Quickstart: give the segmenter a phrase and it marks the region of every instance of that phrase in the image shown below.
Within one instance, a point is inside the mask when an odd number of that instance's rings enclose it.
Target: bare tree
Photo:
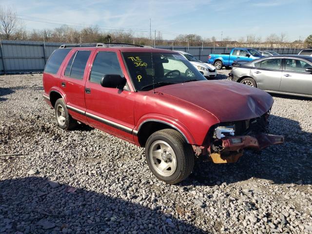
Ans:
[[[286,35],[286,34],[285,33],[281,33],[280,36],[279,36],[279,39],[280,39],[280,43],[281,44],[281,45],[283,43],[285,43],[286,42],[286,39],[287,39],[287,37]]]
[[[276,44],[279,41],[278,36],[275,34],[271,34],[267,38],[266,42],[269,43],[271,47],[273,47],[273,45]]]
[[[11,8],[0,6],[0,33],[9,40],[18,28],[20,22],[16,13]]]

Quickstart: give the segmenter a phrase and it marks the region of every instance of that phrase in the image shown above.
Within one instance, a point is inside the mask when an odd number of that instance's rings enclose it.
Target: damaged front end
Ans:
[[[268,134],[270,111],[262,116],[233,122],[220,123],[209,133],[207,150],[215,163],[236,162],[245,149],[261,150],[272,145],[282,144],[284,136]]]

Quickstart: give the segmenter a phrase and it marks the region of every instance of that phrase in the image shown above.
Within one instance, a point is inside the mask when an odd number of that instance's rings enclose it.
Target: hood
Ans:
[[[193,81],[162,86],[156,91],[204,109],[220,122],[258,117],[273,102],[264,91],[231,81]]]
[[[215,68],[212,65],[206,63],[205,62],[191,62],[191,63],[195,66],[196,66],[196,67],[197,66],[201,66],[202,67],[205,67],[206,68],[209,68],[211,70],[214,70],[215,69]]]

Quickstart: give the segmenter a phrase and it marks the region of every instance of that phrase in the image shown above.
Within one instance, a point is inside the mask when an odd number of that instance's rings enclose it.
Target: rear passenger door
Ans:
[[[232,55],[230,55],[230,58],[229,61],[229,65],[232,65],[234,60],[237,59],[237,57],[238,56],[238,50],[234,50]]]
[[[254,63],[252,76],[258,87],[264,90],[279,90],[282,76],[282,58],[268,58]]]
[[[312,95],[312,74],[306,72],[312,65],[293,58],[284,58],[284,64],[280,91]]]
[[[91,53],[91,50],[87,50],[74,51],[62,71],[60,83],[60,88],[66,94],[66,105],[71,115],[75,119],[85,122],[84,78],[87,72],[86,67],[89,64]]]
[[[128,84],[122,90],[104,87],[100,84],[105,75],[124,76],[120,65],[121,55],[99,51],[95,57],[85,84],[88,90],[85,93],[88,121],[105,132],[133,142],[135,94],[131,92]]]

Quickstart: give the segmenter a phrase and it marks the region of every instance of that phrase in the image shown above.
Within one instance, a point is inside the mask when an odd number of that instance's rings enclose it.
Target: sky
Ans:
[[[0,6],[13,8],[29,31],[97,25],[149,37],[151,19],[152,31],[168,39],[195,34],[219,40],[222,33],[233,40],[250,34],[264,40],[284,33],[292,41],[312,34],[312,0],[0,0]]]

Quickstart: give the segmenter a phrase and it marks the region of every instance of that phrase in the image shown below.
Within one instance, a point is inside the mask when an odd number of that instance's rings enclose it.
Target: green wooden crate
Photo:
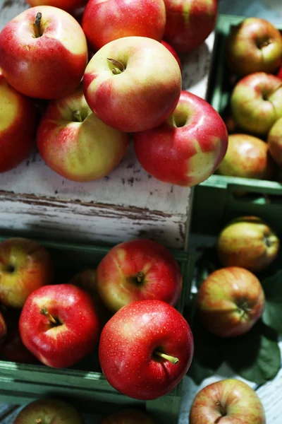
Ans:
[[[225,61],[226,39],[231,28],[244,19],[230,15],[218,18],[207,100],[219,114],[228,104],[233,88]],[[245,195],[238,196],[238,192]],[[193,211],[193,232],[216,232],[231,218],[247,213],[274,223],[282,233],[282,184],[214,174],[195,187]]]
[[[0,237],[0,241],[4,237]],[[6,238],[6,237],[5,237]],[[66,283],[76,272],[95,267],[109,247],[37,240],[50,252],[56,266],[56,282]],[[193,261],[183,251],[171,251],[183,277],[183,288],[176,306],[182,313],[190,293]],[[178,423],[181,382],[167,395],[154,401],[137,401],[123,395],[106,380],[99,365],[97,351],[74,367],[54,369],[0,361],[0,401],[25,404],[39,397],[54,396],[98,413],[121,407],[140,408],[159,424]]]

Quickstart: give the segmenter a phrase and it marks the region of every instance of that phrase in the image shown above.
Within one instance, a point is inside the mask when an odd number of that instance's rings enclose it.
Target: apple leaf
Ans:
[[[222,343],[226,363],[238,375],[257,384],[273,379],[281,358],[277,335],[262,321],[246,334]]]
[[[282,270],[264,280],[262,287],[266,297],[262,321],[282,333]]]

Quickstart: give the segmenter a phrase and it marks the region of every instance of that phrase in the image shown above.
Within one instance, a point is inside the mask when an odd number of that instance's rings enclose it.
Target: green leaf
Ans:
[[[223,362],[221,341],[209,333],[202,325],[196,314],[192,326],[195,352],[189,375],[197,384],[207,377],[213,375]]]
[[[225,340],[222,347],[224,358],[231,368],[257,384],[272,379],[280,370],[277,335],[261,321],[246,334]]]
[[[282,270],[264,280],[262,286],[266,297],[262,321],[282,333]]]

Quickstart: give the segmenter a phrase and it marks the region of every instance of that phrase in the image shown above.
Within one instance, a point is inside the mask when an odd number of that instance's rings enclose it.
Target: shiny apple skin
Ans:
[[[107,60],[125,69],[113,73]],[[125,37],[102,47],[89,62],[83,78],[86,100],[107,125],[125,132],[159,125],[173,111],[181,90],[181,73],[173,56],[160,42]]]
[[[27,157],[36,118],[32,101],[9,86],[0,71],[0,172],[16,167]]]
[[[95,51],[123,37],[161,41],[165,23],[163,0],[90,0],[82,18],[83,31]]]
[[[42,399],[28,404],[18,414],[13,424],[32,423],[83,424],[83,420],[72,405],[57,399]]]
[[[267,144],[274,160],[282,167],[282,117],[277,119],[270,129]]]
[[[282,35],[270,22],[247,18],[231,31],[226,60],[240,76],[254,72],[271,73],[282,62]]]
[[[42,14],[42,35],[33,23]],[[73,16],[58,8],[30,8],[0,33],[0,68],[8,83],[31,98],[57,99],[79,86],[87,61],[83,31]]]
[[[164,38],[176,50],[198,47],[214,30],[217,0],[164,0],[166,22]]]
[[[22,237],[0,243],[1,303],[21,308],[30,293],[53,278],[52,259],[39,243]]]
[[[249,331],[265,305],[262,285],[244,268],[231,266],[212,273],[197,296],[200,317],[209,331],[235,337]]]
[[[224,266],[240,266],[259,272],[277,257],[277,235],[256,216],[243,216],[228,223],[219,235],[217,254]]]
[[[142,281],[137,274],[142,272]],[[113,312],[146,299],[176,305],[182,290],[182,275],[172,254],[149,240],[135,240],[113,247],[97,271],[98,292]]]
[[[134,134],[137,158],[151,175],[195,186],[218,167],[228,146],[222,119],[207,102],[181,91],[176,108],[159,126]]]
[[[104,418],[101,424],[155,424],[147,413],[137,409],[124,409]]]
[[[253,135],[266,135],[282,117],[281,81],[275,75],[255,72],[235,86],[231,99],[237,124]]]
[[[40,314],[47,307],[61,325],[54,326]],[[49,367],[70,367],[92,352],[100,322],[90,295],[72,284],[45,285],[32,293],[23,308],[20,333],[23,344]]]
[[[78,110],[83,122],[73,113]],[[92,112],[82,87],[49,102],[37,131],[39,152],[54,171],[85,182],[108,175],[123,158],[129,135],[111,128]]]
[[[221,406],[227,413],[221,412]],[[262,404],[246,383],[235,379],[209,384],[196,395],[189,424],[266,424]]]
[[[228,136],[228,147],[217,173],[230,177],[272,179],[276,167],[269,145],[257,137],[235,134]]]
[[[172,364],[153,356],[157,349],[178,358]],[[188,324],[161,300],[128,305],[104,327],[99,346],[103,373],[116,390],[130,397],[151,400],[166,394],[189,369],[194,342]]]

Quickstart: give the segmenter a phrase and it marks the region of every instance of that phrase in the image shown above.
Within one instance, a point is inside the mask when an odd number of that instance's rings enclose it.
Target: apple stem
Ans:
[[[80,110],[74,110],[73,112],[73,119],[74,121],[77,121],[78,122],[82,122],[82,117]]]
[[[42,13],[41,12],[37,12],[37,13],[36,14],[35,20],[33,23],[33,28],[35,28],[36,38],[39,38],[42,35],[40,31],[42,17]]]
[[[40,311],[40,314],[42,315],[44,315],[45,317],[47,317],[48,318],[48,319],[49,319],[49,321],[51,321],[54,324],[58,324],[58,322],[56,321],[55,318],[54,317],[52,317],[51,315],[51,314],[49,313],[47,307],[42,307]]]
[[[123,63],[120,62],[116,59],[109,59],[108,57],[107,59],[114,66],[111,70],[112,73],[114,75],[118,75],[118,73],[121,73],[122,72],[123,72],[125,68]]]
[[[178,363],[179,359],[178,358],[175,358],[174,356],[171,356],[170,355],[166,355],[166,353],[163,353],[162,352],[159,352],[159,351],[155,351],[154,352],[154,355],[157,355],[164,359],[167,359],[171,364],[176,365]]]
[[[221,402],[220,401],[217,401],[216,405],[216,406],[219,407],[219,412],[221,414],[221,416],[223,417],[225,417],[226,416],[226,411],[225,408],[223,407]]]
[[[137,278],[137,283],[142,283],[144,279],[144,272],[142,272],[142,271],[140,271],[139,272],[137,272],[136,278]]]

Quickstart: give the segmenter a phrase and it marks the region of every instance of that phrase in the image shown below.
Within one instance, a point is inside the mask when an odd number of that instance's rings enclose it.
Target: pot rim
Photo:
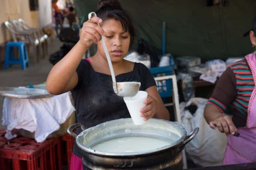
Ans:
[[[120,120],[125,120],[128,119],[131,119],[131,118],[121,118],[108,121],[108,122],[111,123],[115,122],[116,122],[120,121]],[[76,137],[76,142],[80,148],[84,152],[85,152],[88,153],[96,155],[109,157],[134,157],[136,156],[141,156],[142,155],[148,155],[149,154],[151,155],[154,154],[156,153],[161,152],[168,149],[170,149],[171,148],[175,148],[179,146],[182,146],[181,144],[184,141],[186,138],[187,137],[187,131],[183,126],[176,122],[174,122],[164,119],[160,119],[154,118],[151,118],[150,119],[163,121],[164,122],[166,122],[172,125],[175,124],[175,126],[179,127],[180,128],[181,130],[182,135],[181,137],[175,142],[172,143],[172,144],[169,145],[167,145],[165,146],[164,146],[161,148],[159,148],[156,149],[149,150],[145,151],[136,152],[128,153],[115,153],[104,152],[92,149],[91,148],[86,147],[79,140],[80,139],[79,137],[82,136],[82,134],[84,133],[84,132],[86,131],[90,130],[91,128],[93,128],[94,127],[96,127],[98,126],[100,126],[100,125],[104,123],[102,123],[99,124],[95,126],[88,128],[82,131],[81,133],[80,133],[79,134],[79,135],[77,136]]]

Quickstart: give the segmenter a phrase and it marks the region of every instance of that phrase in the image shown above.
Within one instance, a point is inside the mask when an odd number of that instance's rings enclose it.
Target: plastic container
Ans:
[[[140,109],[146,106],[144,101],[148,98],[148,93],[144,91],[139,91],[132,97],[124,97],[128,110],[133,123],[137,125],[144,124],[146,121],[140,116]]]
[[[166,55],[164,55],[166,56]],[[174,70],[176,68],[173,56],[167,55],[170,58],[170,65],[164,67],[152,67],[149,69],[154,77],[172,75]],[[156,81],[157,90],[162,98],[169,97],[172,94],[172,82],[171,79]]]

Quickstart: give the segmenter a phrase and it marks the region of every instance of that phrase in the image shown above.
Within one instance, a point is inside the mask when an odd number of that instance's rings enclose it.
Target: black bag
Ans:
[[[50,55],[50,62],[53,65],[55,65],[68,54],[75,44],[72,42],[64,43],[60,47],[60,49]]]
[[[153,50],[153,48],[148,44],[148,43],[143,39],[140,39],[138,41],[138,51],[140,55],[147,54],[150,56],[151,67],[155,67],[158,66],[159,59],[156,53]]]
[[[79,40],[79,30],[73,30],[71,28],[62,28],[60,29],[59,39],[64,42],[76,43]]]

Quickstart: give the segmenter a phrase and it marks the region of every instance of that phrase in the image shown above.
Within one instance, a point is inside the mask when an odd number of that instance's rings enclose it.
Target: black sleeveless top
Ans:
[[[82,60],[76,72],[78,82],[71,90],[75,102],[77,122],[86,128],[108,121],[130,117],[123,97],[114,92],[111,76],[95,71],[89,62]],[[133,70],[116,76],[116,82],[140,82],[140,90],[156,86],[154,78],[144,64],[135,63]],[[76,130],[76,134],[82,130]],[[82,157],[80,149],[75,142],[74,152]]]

# DIRECTIVE:
Format the records, from the start of the records up to and including the line containing "[[[11,8],[0,6],[0,33],[9,40],[18,28],[20,22],[16,13]]]", as a two-column CSV with the header text,answer. Give one row per record, with its text in one quoted field and its answer in the other, replace line breaks with spaces, and leave the pictures out.

# SOLUTION:
text,answer
"Quickstart: give the segmenter a phrase and it marks the region of every instance of that phrase in the image shown below. Within one instance, a point is inside the mask when an odd number of that instance's rings enclose it. Target: bare tree Photo: Ans:","[[[286,35],[286,34],[285,33],[281,33],[280,36],[279,36],[279,39],[280,39],[280,43],[281,44],[281,45],[283,43],[285,43],[286,42],[286,39],[287,39],[287,37]]] [[[276,44],[279,41],[278,36],[275,34],[271,34],[267,38],[266,42],[269,43],[271,47],[273,47],[273,45]]] [[[11,8],[0,6],[0,33],[9,40],[18,28],[20,22],[16,13]]]"